__Document passage__:
* * * * *

FORT WORTH, Texas (AP) — Authorities say that a 65-year-old woman was taken into custody Wednesday after carrying a loaded handgun on an American Airlines plane at Dallas-Fort Worth International Airport.
An airline spokesman said Wednesday that the plane was headed for the runway when it returned to the gate and was met by airport police.
Screeners at a security checkpoint had detected a gun in the woman's carry-on bag, but she "picked up the bag and left the checkpoint before the screening process was over," said Greg Soule, a spokesman for the Transportation Security Administration, which operates the checkpoints.
Soule said that when TSA screeners spot a gun in a bag, they are supposed to seize the bag and notify police.
Officials got a photo of the woman from a closed-circuit video system and showed it to airport employees until they tracked her down. It was about an hour and 40 minutes later that she was taken into custody by DFW Airport police, Soule said.
Airport officials declined to identify the woman but said that she would be charged with carrying a gun into a place where weapons are prohibited, a third-degree felony in Texas and punishable by up to 10 years in prison.
American Airlines spokesman Tim Smith said the woman was removed from Flight 2385, scheduled to fly to Houston's Bush Intercontinental Airport. The flight, with 128 passengers, was delayed for just over an hour and passengers were screened again before the plane took off, he said.
About 10 other flights were also delayed up to 25 minutes after the TSA closed DFW's Terminal D, Smith said. The terminal, one of five at the airport, is used for both domestic and international flights.
The incident comes amid heightened criticism of TSA.
A soldier arrested on Dec. 31 at the Midland, Texas, airport with C4 explosives in his bag said he probably carried the bomb material on a flight from North Carolina to Texas. Screeners delayed him after finding and confiscating a smoke grenade but let him on that first flight.
In other cases, screeners have been overzealous. TSA Administrator John Pistole said in letters made public this week that screeners at New York's Kennedy Airport violated procedures this fall by asking an 85-year-old woman and an 88-year-old woman to reveal medical devices concealed under their clothes. The women said they felt as if they had been strip-searched.
Screeners in Las Vegas were criticized this month for confiscating a traveler's frosted cupcake.

* * * * *

Stored data entries:
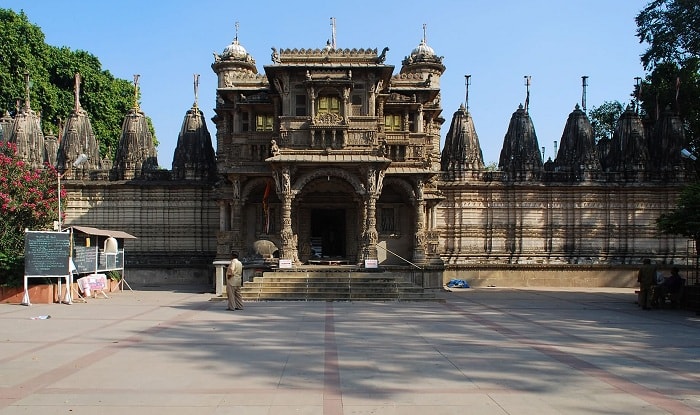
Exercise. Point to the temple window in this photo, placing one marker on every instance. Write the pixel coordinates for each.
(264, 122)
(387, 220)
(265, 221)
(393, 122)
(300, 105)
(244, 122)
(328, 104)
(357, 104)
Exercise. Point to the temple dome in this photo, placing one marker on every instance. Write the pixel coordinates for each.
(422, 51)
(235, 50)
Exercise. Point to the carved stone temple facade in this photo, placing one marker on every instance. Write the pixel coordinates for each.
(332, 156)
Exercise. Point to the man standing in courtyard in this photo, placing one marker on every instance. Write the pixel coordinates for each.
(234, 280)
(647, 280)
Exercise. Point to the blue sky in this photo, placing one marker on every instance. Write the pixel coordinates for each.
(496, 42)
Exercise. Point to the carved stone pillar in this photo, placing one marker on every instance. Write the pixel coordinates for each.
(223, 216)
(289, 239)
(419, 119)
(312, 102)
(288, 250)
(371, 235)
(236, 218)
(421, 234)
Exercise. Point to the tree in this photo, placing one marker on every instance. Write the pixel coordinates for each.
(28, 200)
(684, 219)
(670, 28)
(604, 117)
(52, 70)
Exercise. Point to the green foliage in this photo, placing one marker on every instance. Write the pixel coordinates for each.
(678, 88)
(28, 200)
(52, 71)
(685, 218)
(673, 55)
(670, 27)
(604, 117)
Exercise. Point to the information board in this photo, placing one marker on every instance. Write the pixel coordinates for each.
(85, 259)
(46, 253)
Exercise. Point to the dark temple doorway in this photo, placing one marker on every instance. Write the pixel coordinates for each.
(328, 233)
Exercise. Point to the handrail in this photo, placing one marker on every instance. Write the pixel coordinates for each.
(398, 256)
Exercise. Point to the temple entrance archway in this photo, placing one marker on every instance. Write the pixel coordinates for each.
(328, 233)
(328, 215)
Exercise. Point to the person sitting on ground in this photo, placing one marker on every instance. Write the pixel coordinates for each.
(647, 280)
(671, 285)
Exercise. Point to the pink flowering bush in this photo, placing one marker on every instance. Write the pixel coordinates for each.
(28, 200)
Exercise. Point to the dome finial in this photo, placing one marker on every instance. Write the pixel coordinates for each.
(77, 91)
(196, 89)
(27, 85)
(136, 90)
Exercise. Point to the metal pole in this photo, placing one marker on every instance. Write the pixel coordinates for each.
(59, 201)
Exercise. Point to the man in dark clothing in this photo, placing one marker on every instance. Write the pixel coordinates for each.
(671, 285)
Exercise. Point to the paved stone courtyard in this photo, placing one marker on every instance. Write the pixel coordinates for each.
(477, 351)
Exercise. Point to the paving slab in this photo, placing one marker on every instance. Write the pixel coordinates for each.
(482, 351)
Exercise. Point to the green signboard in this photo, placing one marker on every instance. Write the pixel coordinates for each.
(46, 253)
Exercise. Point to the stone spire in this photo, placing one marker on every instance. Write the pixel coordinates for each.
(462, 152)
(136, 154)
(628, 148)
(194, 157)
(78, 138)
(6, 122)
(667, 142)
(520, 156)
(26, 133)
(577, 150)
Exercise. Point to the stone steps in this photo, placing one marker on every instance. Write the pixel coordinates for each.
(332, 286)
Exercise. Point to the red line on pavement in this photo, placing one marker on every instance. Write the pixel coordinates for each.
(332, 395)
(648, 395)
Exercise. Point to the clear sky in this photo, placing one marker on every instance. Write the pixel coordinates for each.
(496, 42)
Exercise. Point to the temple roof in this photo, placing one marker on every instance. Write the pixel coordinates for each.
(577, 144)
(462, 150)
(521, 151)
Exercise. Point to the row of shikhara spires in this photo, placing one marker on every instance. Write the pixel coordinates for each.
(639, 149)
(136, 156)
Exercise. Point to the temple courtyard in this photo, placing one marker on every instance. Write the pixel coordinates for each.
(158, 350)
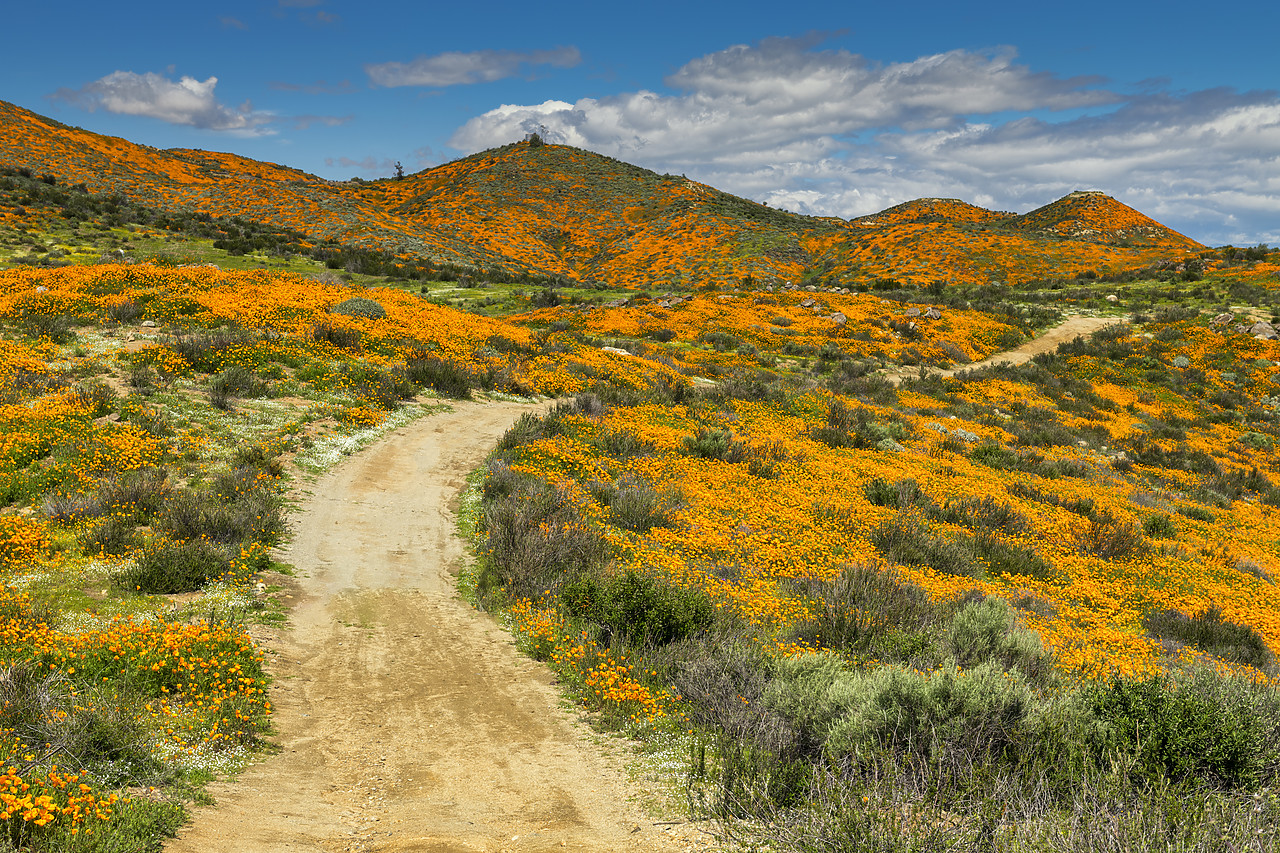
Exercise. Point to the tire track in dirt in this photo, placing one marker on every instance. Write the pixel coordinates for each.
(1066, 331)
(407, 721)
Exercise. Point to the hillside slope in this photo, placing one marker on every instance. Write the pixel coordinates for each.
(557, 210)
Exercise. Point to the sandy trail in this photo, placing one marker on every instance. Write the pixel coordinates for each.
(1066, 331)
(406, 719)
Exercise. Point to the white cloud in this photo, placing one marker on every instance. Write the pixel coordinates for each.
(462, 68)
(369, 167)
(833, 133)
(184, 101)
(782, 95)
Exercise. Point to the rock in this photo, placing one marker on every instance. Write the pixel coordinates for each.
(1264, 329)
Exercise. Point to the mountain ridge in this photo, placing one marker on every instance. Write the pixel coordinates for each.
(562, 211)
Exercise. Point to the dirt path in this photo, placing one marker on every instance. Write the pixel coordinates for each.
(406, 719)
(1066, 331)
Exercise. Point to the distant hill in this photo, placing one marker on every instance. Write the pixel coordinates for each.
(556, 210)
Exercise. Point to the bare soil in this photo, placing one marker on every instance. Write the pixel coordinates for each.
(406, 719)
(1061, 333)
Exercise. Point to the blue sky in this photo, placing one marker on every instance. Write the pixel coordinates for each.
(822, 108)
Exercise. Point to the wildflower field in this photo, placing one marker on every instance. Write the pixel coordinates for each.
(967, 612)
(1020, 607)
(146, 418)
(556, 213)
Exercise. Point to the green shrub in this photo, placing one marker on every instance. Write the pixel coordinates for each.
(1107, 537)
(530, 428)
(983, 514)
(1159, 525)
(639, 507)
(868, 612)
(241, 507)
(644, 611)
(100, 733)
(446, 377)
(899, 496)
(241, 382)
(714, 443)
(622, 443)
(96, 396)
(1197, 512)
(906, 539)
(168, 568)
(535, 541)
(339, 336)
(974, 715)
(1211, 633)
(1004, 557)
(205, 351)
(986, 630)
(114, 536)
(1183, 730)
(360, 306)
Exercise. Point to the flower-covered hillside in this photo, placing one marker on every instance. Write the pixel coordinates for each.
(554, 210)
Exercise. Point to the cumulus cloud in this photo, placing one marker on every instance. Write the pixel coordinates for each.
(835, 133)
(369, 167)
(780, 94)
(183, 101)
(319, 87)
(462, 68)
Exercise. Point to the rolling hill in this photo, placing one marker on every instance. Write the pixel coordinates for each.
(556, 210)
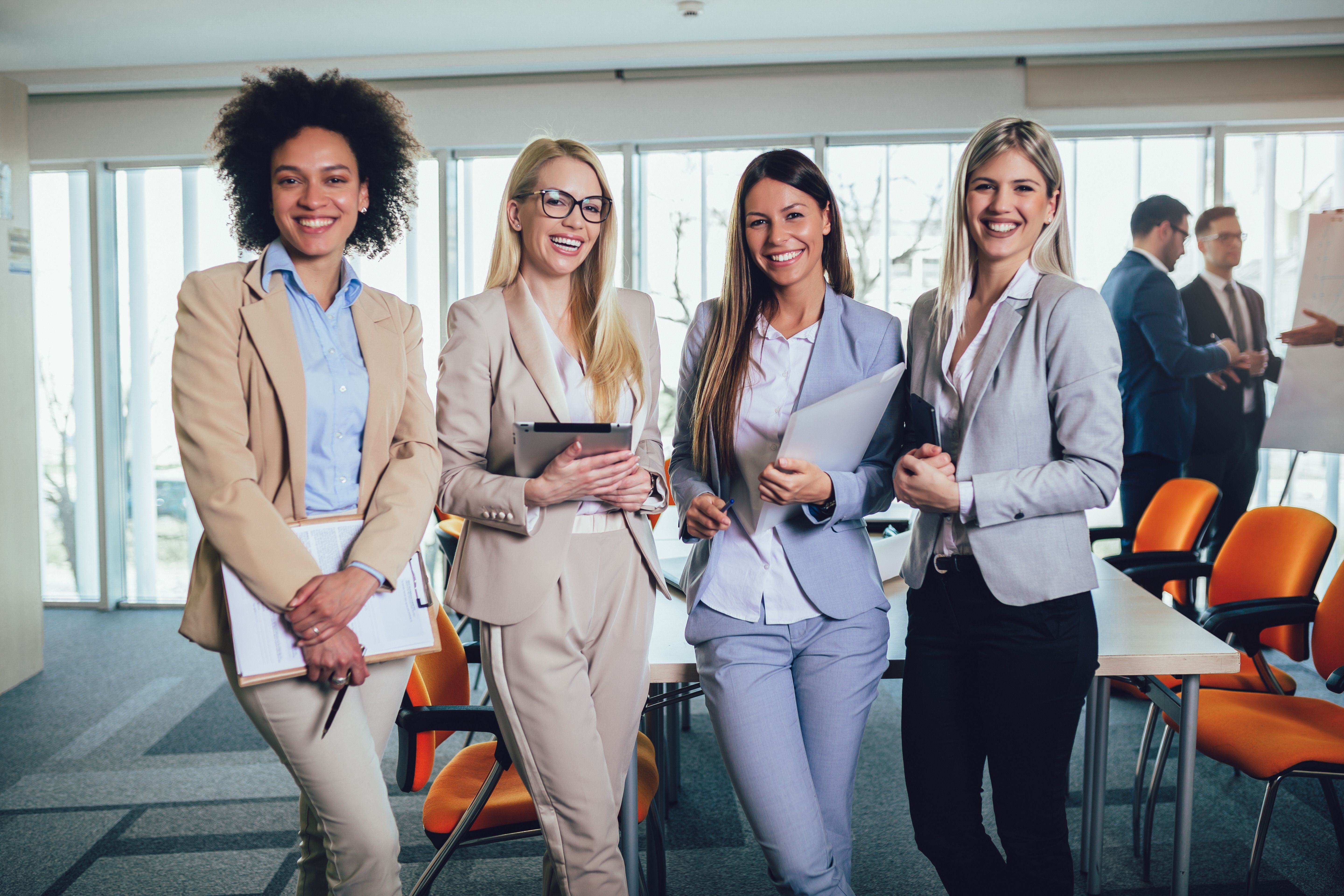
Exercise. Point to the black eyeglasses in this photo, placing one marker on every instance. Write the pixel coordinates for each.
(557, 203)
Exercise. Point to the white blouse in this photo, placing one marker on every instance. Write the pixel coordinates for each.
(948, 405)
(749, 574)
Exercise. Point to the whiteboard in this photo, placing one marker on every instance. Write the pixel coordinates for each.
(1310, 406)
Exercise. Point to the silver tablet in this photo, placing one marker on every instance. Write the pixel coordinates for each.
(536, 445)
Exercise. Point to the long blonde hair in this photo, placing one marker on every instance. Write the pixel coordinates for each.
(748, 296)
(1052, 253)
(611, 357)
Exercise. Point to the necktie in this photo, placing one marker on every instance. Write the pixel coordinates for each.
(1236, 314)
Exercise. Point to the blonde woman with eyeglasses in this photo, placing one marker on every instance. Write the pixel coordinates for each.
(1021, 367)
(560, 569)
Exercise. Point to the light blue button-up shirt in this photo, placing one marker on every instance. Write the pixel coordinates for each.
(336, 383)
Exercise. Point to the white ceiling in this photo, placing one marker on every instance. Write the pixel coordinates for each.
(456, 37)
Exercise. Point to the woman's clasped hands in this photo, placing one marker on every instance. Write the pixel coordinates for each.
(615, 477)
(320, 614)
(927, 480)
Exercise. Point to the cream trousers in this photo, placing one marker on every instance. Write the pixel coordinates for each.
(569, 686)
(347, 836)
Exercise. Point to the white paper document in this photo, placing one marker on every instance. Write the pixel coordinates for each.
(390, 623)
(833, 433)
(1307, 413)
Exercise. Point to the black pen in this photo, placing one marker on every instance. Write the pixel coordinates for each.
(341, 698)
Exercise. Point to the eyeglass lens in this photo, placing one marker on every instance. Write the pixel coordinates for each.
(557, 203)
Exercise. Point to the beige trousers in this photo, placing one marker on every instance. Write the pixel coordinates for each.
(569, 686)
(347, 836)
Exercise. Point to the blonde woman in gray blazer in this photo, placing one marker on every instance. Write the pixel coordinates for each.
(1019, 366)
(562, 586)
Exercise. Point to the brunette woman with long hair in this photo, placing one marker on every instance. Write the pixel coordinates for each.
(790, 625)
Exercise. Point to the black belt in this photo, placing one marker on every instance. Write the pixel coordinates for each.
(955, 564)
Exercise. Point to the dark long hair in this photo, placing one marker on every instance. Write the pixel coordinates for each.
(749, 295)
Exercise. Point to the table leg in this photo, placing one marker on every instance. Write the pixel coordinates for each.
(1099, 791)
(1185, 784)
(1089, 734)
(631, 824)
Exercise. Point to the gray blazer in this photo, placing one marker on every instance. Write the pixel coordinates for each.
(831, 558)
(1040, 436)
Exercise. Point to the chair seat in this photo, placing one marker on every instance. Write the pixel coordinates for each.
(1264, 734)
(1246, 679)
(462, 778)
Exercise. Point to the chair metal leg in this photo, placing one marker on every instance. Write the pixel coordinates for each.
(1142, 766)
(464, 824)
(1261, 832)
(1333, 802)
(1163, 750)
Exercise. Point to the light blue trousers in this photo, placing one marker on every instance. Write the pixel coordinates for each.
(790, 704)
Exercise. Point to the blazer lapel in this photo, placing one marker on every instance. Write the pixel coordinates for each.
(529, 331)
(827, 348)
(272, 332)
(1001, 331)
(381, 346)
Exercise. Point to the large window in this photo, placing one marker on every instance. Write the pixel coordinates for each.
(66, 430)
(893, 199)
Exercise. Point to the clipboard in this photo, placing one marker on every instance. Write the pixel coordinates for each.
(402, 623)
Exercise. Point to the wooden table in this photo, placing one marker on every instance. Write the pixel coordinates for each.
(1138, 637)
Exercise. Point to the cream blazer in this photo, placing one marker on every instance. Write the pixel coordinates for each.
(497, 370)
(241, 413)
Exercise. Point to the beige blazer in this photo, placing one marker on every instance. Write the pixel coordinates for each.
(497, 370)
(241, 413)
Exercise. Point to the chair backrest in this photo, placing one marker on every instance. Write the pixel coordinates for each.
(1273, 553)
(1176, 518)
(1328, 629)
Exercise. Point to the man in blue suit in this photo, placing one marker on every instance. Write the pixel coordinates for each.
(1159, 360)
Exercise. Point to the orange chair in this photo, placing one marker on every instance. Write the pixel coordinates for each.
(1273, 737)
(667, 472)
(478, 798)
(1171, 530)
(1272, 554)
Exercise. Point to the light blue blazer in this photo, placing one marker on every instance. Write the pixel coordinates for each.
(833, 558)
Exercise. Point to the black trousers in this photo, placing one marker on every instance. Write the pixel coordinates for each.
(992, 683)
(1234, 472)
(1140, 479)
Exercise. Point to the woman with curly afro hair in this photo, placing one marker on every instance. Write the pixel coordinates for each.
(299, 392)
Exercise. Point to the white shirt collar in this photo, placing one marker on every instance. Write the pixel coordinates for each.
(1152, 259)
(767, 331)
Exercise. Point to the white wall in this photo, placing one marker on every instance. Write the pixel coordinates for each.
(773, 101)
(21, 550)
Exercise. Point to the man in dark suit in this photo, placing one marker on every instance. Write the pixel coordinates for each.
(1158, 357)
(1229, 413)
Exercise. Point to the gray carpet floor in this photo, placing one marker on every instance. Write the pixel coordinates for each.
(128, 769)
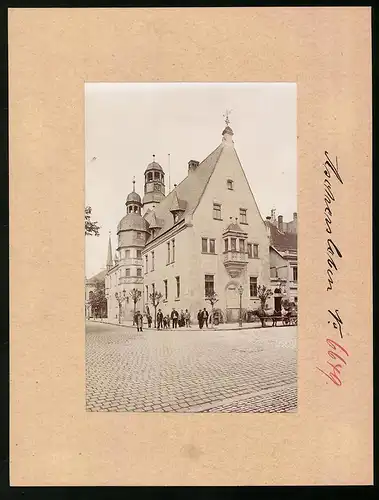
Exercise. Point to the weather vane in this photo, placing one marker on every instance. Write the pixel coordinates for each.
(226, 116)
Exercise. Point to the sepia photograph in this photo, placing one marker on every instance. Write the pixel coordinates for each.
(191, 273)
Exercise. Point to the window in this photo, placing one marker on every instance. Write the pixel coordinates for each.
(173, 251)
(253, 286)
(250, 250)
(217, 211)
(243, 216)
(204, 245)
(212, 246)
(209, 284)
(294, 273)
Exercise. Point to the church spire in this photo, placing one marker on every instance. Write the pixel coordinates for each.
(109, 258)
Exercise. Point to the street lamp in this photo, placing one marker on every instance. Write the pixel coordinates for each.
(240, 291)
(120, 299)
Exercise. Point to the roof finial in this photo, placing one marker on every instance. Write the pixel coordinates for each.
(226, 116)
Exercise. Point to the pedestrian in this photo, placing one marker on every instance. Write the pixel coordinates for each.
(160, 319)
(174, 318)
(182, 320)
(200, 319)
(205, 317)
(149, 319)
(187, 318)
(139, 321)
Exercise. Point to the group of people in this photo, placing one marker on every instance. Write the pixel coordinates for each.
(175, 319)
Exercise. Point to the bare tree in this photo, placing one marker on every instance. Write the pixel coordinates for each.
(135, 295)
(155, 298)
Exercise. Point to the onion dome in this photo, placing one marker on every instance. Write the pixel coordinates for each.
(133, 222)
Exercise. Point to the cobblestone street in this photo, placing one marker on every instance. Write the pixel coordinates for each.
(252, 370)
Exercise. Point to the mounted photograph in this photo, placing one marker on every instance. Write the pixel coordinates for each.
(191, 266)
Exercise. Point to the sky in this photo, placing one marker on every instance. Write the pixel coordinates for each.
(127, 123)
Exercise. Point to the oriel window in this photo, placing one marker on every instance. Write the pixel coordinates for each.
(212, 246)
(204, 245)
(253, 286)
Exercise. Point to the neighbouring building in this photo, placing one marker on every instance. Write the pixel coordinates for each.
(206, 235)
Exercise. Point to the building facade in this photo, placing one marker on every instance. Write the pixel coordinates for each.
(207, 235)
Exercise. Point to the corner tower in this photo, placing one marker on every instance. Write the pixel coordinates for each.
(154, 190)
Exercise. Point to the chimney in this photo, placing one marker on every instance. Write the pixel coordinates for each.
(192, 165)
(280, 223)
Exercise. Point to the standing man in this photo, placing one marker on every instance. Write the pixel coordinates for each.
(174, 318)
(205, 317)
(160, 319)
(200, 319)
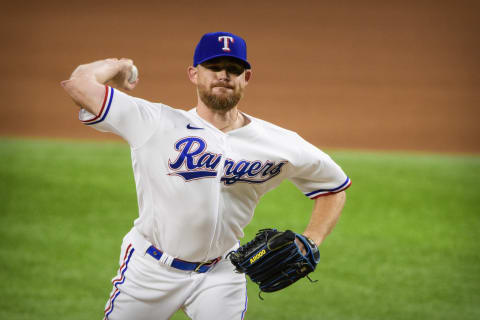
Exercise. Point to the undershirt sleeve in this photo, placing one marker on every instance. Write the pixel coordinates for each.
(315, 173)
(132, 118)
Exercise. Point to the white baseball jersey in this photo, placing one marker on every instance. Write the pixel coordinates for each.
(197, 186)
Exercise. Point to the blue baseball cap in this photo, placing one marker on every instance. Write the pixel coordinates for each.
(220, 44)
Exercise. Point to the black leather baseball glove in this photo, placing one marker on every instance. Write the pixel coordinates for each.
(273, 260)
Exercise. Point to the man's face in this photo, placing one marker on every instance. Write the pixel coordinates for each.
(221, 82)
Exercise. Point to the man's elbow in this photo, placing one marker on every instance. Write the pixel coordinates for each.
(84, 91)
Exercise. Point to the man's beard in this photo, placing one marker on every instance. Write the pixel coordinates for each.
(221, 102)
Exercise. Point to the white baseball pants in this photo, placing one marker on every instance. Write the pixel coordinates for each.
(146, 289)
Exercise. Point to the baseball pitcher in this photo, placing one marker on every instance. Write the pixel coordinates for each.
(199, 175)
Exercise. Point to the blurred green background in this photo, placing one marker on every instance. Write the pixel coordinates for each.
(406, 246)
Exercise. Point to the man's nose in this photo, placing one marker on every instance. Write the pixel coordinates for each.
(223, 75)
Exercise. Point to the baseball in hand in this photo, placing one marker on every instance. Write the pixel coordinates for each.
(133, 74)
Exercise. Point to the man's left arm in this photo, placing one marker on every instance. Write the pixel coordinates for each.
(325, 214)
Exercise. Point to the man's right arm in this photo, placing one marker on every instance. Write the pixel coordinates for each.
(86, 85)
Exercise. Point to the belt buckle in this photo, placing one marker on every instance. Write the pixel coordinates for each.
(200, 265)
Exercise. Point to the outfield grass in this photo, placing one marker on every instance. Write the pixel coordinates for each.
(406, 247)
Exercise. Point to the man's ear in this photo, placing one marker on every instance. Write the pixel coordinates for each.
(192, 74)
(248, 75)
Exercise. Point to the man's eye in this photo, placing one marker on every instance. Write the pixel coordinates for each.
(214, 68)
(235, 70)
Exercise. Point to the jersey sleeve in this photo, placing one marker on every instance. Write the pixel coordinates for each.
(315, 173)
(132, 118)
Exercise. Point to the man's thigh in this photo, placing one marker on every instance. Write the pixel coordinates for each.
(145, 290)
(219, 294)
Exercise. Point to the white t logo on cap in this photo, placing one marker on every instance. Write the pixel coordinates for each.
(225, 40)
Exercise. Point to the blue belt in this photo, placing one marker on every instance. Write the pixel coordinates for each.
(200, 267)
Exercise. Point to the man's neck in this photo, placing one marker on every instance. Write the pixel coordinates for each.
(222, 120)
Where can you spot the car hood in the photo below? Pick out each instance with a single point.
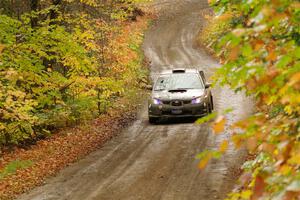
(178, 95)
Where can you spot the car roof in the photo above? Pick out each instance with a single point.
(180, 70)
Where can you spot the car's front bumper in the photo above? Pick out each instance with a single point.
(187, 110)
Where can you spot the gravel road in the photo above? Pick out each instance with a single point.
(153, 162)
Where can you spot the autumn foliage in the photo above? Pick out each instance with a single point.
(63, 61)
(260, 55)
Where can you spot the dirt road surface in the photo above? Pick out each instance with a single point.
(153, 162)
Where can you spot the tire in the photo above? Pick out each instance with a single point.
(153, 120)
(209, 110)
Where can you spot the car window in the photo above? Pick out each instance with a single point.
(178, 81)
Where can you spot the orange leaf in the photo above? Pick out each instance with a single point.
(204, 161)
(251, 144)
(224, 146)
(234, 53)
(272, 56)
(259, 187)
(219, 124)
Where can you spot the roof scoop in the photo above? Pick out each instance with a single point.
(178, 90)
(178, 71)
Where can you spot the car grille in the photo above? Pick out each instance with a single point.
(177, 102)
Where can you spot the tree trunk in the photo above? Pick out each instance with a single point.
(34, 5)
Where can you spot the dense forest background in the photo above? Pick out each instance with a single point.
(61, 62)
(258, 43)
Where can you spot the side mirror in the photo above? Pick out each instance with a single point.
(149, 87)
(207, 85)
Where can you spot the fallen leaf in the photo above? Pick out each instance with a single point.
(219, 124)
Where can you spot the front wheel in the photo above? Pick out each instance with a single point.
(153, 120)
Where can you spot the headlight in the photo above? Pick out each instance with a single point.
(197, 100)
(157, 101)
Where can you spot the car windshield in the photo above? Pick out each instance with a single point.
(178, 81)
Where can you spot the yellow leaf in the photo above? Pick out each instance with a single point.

* * * * *

__Exercise details__:
Answer these questions using the airport gun report above:
(a) How many passengers were on Flight 2385?
(b) Which terminal at the airport did the TSA close?
(c) What did screeners in Las Vegas take from a traveler?

__Output below__:
(a) 128 passengers
(b) Terminal D
(c) A frosted cupcake